[Material provided]
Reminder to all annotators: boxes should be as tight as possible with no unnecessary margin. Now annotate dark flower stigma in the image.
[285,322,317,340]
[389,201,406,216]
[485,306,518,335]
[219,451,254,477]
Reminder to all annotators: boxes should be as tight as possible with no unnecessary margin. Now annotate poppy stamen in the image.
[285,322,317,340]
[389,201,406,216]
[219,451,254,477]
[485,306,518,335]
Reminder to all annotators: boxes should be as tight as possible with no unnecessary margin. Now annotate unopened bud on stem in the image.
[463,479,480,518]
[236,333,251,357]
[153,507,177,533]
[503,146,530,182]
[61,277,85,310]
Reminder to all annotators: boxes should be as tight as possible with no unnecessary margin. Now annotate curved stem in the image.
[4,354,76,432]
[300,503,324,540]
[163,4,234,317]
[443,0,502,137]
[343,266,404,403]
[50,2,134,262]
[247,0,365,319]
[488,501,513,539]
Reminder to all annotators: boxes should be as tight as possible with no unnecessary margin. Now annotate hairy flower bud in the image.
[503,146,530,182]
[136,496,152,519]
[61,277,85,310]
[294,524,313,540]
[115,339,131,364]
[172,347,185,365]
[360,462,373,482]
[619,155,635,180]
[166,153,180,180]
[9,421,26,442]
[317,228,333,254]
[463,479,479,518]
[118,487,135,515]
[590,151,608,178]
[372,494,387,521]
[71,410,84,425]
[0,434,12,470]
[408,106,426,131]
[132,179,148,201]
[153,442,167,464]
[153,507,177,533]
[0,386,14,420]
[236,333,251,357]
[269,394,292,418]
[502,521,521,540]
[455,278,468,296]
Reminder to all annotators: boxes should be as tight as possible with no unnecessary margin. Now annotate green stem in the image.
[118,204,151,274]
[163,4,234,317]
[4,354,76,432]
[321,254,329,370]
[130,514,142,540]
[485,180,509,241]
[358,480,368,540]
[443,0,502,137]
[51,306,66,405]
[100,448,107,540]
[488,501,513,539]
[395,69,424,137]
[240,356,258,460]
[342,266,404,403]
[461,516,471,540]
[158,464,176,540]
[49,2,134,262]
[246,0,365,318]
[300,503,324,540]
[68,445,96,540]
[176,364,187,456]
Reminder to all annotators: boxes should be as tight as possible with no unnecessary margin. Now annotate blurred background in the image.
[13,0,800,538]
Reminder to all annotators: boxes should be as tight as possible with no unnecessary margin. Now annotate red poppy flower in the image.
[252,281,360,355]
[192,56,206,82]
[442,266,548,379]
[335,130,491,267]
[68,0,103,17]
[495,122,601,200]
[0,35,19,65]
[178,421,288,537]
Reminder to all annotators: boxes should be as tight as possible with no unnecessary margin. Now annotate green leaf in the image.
[/Material provided]
Aim of the exercise -> Please quote every record above exactly as it appears.

Exercise answer ->
Reminder to all annotators: boxes should be as tight as possible with no unnecessary margin. Now annotate dark flower stigma in the image.
[285,322,317,340]
[389,201,406,216]
[485,306,518,335]
[219,451,254,477]
Reminder to all annotators: boxes should be as tight as possible with no unnecessary margin. Now annotate poppy stamen in the image.
[285,322,317,340]
[389,201,406,216]
[219,451,254,477]
[485,306,518,335]
Reminder to all annotators: boxes should be as tight as possible with no unnecessary margin. Now annotate unopened bud on stem in the image.
[463,479,480,518]
[236,333,251,357]
[153,507,177,533]
[503,146,530,182]
[61,277,85,310]
Reminder to all annotators: boxes should be as tight as possible with no unnecessary margin. Now annotate curved stem in the image.
[4,354,76,432]
[300,503,324,540]
[163,4,234,317]
[443,0,502,137]
[343,266,404,403]
[50,2,134,262]
[247,0,365,319]
[488,501,513,539]
Reminder to all annotators: boxes should be as tight as possible with no unnecessary margin. Now annotate hairy flower bud in the image.
[503,146,530,182]
[136,496,152,519]
[61,277,85,310]
[294,524,313,540]
[115,339,131,364]
[172,347,185,365]
[360,462,373,482]
[619,155,635,180]
[166,153,180,180]
[9,421,26,442]
[317,228,333,254]
[463,479,479,518]
[118,487,135,515]
[590,151,608,178]
[372,494,387,521]
[71,410,84,425]
[0,434,12,470]
[408,106,426,131]
[132,179,148,201]
[153,442,167,464]
[153,507,177,533]
[0,386,14,420]
[236,333,251,357]
[269,394,292,418]
[502,521,521,540]
[455,278,468,296]
Reminder to all annotators: boxes should be as tight as possible with no unnecessary margin. Now annotate green stem in the image.
[118,204,151,274]
[163,4,234,317]
[4,354,76,432]
[321,254,329,370]
[130,514,142,540]
[485,180,509,241]
[358,480,368,540]
[443,0,502,137]
[51,306,66,405]
[100,448,107,540]
[488,501,513,539]
[395,69,424,137]
[240,356,258,460]
[342,266,404,403]
[461,516,471,540]
[158,464,176,540]
[49,2,134,262]
[246,0,365,318]
[300,503,324,540]
[68,445,96,540]
[176,364,187,456]
Reminder to all annotators: boxes should be as tight as possible with no unnecessary margin. Now annotate blurred background in the image.
[13,0,800,538]
Reminder to all annotators: boxes should be as tight as possible with no unnecessary margin. Now annotate red poppy flower in the image.
[252,281,360,355]
[192,56,206,82]
[442,266,548,379]
[335,130,491,267]
[68,0,103,17]
[495,122,601,200]
[0,35,19,65]
[178,421,288,537]
Reminder to all annotators: boxes should be as tight as possible with no unnecessary margin. Now annotate green leaf in the image.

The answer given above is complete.